Part of a data file

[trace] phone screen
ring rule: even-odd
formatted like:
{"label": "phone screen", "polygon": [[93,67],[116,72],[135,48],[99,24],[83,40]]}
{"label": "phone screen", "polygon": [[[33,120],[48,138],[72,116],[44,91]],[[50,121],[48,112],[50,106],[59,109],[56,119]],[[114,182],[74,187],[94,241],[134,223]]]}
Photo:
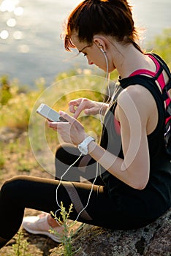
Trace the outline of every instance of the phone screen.
{"label": "phone screen", "polygon": [[45,104],[42,103],[40,106],[37,108],[37,113],[44,116],[47,119],[52,121],[59,121],[60,115],[58,112],[55,111],[53,109],[50,108]]}

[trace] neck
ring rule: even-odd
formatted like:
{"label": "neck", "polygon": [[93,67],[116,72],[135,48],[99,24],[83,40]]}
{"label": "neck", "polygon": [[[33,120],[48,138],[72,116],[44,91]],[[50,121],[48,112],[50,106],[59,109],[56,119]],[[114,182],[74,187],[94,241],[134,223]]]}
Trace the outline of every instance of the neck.
{"label": "neck", "polygon": [[127,78],[137,69],[147,68],[147,56],[132,44],[120,44],[114,51],[113,64],[122,78]]}

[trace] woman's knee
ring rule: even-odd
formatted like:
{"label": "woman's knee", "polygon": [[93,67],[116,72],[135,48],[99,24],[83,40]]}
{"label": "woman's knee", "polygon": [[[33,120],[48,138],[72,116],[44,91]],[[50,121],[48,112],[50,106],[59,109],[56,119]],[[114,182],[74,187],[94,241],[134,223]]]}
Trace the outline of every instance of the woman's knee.
{"label": "woman's knee", "polygon": [[13,197],[16,195],[16,192],[20,190],[20,187],[23,183],[23,176],[15,176],[9,180],[7,180],[1,188],[1,196],[7,198]]}

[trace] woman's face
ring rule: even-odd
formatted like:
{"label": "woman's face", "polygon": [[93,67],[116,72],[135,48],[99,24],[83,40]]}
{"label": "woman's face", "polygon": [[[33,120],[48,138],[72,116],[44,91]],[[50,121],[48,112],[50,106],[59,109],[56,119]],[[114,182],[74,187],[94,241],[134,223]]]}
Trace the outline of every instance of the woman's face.
{"label": "woman's face", "polygon": [[102,52],[100,48],[95,42],[88,44],[80,42],[75,34],[71,37],[71,39],[79,53],[82,53],[87,58],[89,65],[95,64],[104,71],[108,71],[109,72],[115,69],[115,67],[109,65],[108,63],[108,70],[107,70],[107,59],[104,57],[104,53]]}

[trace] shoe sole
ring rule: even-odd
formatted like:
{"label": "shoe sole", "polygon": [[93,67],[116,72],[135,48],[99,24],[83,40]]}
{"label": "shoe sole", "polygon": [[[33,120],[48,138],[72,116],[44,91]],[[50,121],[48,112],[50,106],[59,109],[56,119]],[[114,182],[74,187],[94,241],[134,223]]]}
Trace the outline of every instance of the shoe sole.
{"label": "shoe sole", "polygon": [[49,232],[32,230],[30,230],[29,228],[28,228],[27,227],[25,227],[23,224],[23,227],[27,232],[30,233],[31,234],[44,235],[44,236],[48,236],[50,239],[53,240],[54,241],[56,241],[57,243],[60,243],[60,244],[61,243],[61,239],[60,239],[59,238],[58,238],[56,236],[53,236]]}

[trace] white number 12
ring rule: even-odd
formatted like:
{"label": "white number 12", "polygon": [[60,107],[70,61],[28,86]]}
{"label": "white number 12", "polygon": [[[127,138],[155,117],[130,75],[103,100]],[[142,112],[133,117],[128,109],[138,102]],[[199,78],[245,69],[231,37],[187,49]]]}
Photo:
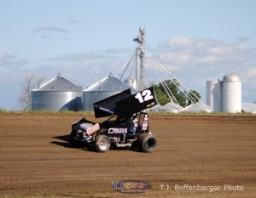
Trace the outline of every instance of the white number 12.
{"label": "white number 12", "polygon": [[[144,96],[144,97],[143,97]],[[135,98],[139,100],[140,103],[143,103],[145,101],[148,101],[149,99],[154,99],[151,91],[150,90],[144,90],[143,91],[143,93],[138,93],[135,95]]]}

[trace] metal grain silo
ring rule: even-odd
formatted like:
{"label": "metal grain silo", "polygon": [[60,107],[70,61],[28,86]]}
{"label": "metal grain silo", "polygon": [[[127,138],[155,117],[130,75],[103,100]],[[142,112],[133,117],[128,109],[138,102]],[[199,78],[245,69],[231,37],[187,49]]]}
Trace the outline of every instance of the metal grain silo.
{"label": "metal grain silo", "polygon": [[223,78],[223,111],[237,113],[241,110],[241,82],[236,74]]}
{"label": "metal grain silo", "polygon": [[214,112],[221,112],[223,110],[223,82],[207,82],[207,105]]}
{"label": "metal grain silo", "polygon": [[134,88],[110,74],[83,91],[83,110],[93,110],[94,103],[129,88],[136,93]]}
{"label": "metal grain silo", "polygon": [[81,110],[83,88],[58,75],[31,92],[32,110]]}

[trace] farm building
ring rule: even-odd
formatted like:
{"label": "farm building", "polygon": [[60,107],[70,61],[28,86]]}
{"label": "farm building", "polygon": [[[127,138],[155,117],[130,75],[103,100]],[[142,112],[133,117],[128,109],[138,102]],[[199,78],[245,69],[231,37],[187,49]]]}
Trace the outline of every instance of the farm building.
{"label": "farm building", "polygon": [[58,75],[31,92],[31,110],[81,110],[83,88]]}

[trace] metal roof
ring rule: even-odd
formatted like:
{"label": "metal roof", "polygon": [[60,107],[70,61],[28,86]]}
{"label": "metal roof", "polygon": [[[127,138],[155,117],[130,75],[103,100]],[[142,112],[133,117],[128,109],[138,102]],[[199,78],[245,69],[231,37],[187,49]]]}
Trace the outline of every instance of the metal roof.
{"label": "metal roof", "polygon": [[236,74],[227,74],[224,76],[223,81],[225,82],[241,82],[241,78]]}
{"label": "metal roof", "polygon": [[114,77],[112,74],[108,75],[102,80],[96,82],[95,84],[90,86],[84,91],[85,92],[122,92],[126,89],[131,88],[131,93],[136,92],[136,90],[131,88],[129,85],[119,81]]}
{"label": "metal roof", "polygon": [[83,88],[68,81],[63,76],[58,75],[55,78],[43,84],[38,89],[33,91],[44,92],[82,92]]}

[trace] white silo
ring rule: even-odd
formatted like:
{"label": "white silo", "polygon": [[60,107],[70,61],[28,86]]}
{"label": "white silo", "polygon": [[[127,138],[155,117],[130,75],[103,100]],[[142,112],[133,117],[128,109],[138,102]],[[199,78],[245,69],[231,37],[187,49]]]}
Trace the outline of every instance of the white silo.
{"label": "white silo", "polygon": [[132,93],[137,92],[134,88],[110,74],[83,91],[83,110],[93,110],[94,103],[129,88],[131,88]]}
{"label": "white silo", "polygon": [[137,80],[135,77],[130,76],[125,80],[125,82],[129,85],[130,87],[137,89]]}
{"label": "white silo", "polygon": [[214,112],[223,110],[223,82],[207,81],[207,105]]}
{"label": "white silo", "polygon": [[31,110],[81,110],[82,91],[81,86],[58,75],[31,92]]}
{"label": "white silo", "polygon": [[241,82],[236,74],[228,74],[223,78],[223,111],[241,111]]}

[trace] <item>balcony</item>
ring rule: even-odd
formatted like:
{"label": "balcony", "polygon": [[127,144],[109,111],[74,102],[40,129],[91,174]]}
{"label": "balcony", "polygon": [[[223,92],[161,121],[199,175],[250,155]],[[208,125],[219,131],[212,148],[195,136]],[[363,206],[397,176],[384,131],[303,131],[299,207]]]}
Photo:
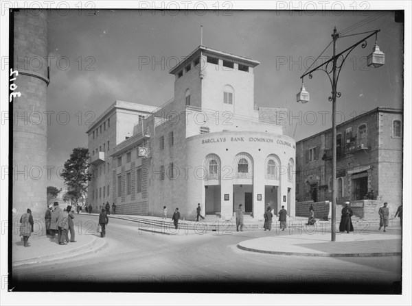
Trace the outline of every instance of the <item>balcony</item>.
{"label": "balcony", "polygon": [[358,140],[351,140],[350,142],[346,143],[345,146],[345,153],[353,153],[360,150],[369,150],[370,146],[369,141],[366,138],[361,138]]}
{"label": "balcony", "polygon": [[98,152],[97,154],[90,157],[90,164],[93,166],[99,166],[104,162],[104,152]]}

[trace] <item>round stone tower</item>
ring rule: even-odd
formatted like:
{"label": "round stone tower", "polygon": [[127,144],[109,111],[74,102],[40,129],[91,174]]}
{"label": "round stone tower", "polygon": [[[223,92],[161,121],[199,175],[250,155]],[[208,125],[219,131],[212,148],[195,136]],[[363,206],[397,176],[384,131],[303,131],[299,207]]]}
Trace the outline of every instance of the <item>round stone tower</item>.
{"label": "round stone tower", "polygon": [[[47,209],[46,94],[47,17],[44,10],[19,10],[12,13],[13,68],[16,96],[10,105],[13,128],[12,240],[19,240],[20,217],[27,208],[34,220],[33,235],[44,235]],[[10,71],[9,71],[10,73]]]}

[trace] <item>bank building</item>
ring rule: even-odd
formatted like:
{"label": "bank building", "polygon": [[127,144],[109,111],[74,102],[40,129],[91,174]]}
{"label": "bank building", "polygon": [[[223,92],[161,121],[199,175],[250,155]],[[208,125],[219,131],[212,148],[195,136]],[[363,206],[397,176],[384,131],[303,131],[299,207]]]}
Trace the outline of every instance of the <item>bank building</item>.
{"label": "bank building", "polygon": [[267,203],[295,216],[295,142],[286,110],[258,107],[260,62],[200,46],[169,73],[173,99],[159,107],[117,101],[87,131],[88,204],[116,213],[229,219],[242,204],[262,218]]}

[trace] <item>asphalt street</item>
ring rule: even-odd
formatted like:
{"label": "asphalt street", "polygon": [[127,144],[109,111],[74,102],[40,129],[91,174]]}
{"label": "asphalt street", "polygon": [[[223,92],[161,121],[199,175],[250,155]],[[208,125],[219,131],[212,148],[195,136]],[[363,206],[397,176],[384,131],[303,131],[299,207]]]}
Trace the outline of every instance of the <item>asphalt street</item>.
{"label": "asphalt street", "polygon": [[[79,215],[76,230],[94,234],[92,225],[97,220],[97,216]],[[138,226],[110,218],[106,237],[100,238],[108,243],[97,253],[62,262],[14,268],[12,277],[33,290],[45,291],[53,291],[47,287],[49,283],[60,282],[58,287],[62,291],[389,293],[400,281],[400,256],[262,254],[236,245],[276,235],[275,231],[169,235],[139,232]]]}

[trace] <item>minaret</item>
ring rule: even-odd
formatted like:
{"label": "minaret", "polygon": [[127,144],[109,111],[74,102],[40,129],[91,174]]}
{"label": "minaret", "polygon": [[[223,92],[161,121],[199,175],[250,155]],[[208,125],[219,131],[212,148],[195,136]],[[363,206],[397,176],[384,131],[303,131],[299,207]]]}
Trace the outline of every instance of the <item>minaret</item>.
{"label": "minaret", "polygon": [[[44,10],[16,10],[14,23],[13,64],[19,75],[14,81],[16,96],[10,103],[13,130],[12,240],[19,238],[20,217],[27,208],[34,220],[33,235],[44,235],[47,209],[47,120],[46,94],[48,79],[47,17]],[[10,61],[11,62],[11,61]],[[10,70],[9,70],[10,73]],[[10,75],[10,73],[9,73]],[[56,170],[56,169],[54,169]]]}

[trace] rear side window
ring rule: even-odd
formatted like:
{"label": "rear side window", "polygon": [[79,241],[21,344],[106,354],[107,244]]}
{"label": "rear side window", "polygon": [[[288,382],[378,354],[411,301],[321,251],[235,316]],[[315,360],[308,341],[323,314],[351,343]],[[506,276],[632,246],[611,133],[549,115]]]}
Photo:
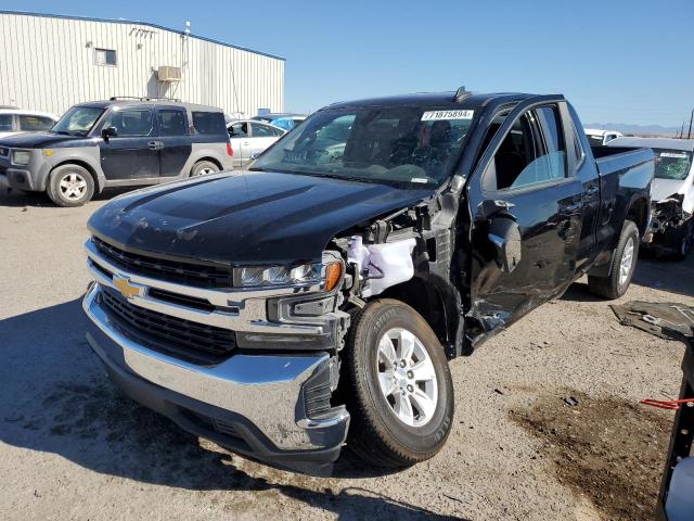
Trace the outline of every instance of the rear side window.
{"label": "rear side window", "polygon": [[227,134],[227,124],[221,112],[193,112],[193,126],[200,134]]}
{"label": "rear side window", "polygon": [[149,109],[126,109],[112,111],[106,117],[104,128],[114,127],[119,138],[150,136],[154,122]]}
{"label": "rear side window", "polygon": [[48,130],[54,123],[50,117],[20,115],[20,130],[25,132]]}
{"label": "rear side window", "polygon": [[278,136],[272,127],[261,123],[250,124],[250,136],[254,138],[274,138]]}
{"label": "rear side window", "polygon": [[516,120],[487,167],[486,190],[530,187],[566,177],[566,147],[555,106],[529,111]]}
{"label": "rear side window", "polygon": [[12,131],[12,114],[0,114],[0,132]]}
{"label": "rear side window", "polygon": [[248,137],[248,124],[247,123],[234,123],[229,127],[230,138],[247,138]]}
{"label": "rear side window", "polygon": [[183,111],[158,111],[159,136],[185,136],[187,123]]}

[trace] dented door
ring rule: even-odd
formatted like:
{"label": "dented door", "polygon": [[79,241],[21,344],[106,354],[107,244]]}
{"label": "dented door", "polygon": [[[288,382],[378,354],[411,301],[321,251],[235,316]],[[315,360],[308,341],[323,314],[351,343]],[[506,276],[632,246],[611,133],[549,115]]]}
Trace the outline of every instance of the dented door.
{"label": "dented door", "polygon": [[[468,316],[484,331],[511,323],[574,280],[584,199],[566,117],[561,100],[518,105],[471,176]],[[511,267],[499,259],[503,241],[490,234],[500,220],[513,221],[520,237]]]}

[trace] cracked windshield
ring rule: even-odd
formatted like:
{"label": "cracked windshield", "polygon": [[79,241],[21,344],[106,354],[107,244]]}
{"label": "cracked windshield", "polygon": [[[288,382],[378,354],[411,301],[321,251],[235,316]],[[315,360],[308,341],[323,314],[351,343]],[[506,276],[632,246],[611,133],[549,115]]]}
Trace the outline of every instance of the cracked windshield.
{"label": "cracked windshield", "polygon": [[655,152],[655,177],[683,181],[690,173],[692,153],[683,150],[653,149]]}
{"label": "cracked windshield", "polygon": [[436,188],[451,175],[472,118],[473,111],[420,106],[321,111],[252,169]]}

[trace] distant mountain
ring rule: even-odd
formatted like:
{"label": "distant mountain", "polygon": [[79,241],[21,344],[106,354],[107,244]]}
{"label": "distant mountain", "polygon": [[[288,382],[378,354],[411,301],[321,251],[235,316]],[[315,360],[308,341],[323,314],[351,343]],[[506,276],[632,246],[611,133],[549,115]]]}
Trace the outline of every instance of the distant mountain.
{"label": "distant mountain", "polygon": [[[583,125],[586,128],[600,128],[603,130],[617,130],[625,135],[633,136],[676,136],[680,134],[680,127],[664,127],[661,125],[628,125],[624,123],[591,123]],[[684,127],[684,135],[689,125]],[[694,135],[694,128],[692,129]]]}

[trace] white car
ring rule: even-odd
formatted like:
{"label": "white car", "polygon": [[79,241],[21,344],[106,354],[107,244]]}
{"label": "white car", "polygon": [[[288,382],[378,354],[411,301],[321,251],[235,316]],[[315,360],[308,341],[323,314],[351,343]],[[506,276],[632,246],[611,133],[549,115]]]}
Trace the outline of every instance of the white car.
{"label": "white car", "polygon": [[39,111],[24,111],[13,106],[0,106],[0,138],[18,132],[49,130],[59,117]]}
{"label": "white car", "polygon": [[239,119],[227,125],[229,140],[233,152],[233,163],[244,167],[265,150],[286,134],[286,130],[274,125],[253,119]]}
{"label": "white car", "polygon": [[613,139],[621,138],[624,134],[617,130],[601,130],[599,128],[584,128],[588,142],[593,147],[604,147]]}
{"label": "white car", "polygon": [[694,139],[618,138],[607,147],[647,147],[655,153],[651,185],[655,244],[684,258],[694,245]]}

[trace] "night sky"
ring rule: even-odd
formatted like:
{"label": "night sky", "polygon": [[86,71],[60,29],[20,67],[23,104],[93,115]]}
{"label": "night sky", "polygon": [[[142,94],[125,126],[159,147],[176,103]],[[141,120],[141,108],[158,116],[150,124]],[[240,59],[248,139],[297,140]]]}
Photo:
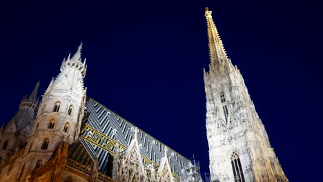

▶ [Description of the task] Collect every line in the data file above that contains the string "roof".

▶ [Worked solution]
[trace] metal roof
{"label": "metal roof", "polygon": [[60,107],[70,61],[28,86]]}
{"label": "metal roof", "polygon": [[[127,138],[155,117],[130,75],[103,100]],[[142,112],[133,117],[128,109],[138,102]],[[199,78],[245,69],[231,37],[187,49]]]}
Trace the outline of every instance of the metal roof.
{"label": "metal roof", "polygon": [[236,74],[227,74],[224,76],[223,81],[225,82],[241,82],[241,78]]}
{"label": "metal roof", "polygon": [[114,77],[112,74],[108,75],[102,80],[96,82],[95,84],[90,86],[84,91],[85,92],[122,92],[126,89],[131,88],[131,93],[136,92],[136,90],[131,88],[129,85],[119,81]]}
{"label": "metal roof", "polygon": [[83,88],[68,81],[63,76],[58,75],[55,78],[43,84],[38,89],[33,91],[44,92],[82,92]]}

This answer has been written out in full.